Consigne 1: D'après l'extrait fourni sur l'étude de Skyrim en classe, sur quoi le décryptage du jeu s'est-il principalement concentré ?

Extrait fourni:
• • •

Il était nécessaire, dans le cours suivant, de reprendre un certain nombre de points pour être certain que l’ensemble de la classe possède la même information.
Je reprenais simplement le plan et les idées générales. Les exemples sont en lien avec le jeu donc communs à l’ensemble.
Généralement, je reprends sous la forme d’un schéma bilan pour l’intégralité de la partie. Par exemple, un schéma bilan de la seigneurie avec les différents espaces (fort, forêt, tenure, réserve, communauté villageoise).
« C’est un RPG, ce qui permet d’aborder la vision initiatique du parcours du chevalier »
Pour le décryptage du jeu, je me suis principalement concentré sur l’objet en lui-même. Nous avons travaillé sur la remise en contexte du jeu, basé sur une civilisation nordique fantasmée tout en présentant des aspects de la féodalité.ce qui permet aussi d’aborder les fantasmes sur la période.
Skyrim est une oeuvre grand public sans prétention historique donc qui implique des choix narratifs
C’est un RPG donc l’orientation du gameplay et le level-design est basée sur l’évolution et l’acquisition d’expérience, d’équipement et de connaissance permettant ainsi d’aborder la vision initiatique du parcours du chevalier à l’époque médiévale (du bachelier au chevalier).
- Es-tu satisfaisait de la séquence globale ?
Plutôt oui. Les élèves étaient emballés d’étudier via ce médium. Pour la grande majorité, c’était la première fois. Cela a permis de créer une certaine proximité entre eux et l’Histoire. Chacun intervenait en conseillant la meilleure trajectoire ou vivait le combat contre un bandit.
C’est une expérience que je compte retenter l’année prochaine et peut-être étendre à d’autres chapitre avec d’autres jeux.
Il y a quelques éléments que je voudrais modifier : j’aimerai faire jouer les élèves mais pour cela il faudrait pallier à la limite technique…
« Skyrim a permis de créer une proximité entre les élèves et l’Histoire »

• • •

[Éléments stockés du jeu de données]

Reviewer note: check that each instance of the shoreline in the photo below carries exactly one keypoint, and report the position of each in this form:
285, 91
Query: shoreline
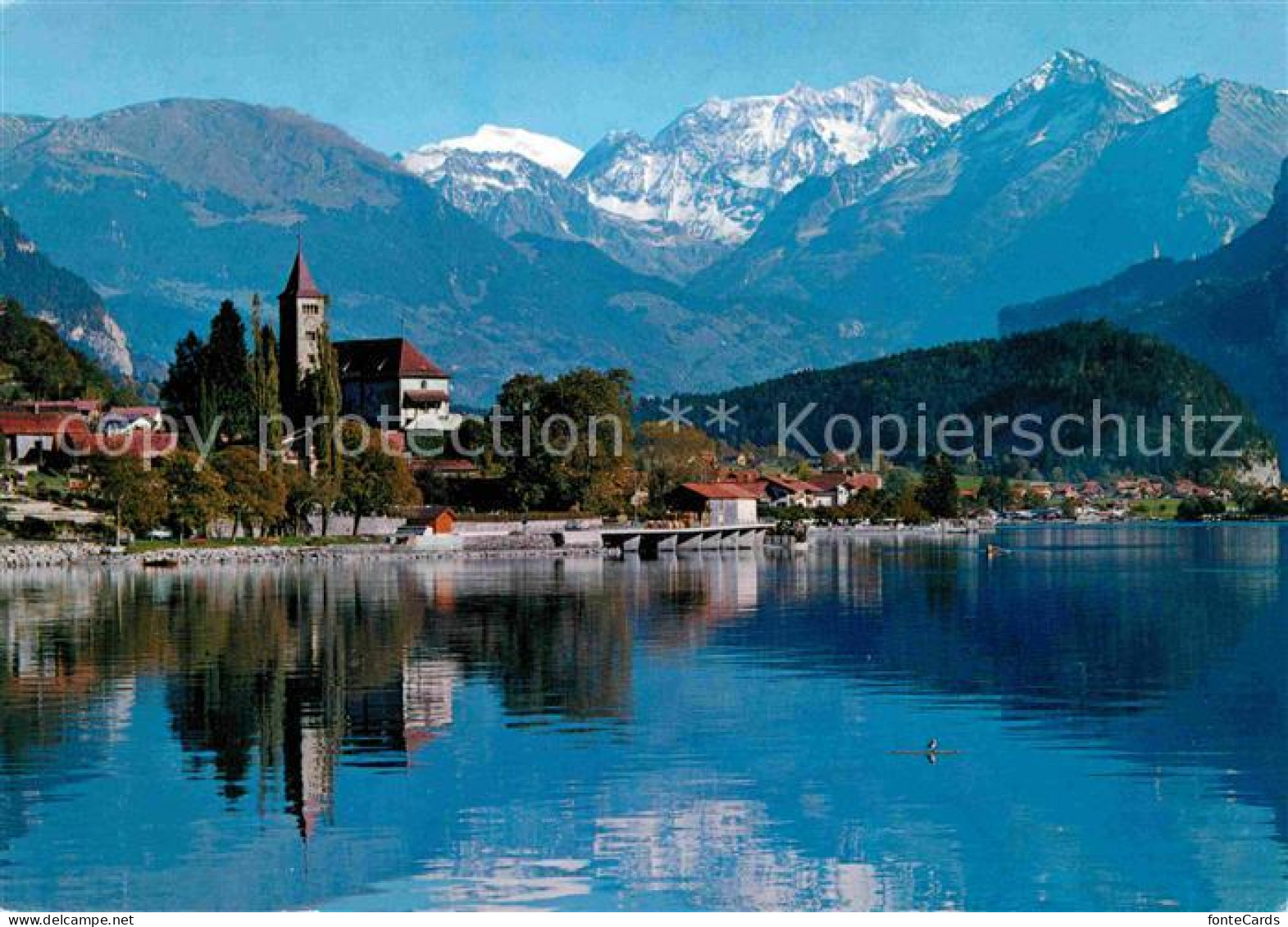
75, 554
54, 554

• • •

Consigne 2: Extrayez à l'identique toutes les lignes des enregistrements, sans reprendre les images.

Réponse attendue 1: Sur l'objet en lui-même.

Réponse attendue 2:
Reviewer note: check that each instance of the shoreline in the photo below carries exactly one keypoint, and report the position of each in this form:
285, 91
Query: shoreline
75, 554
54, 554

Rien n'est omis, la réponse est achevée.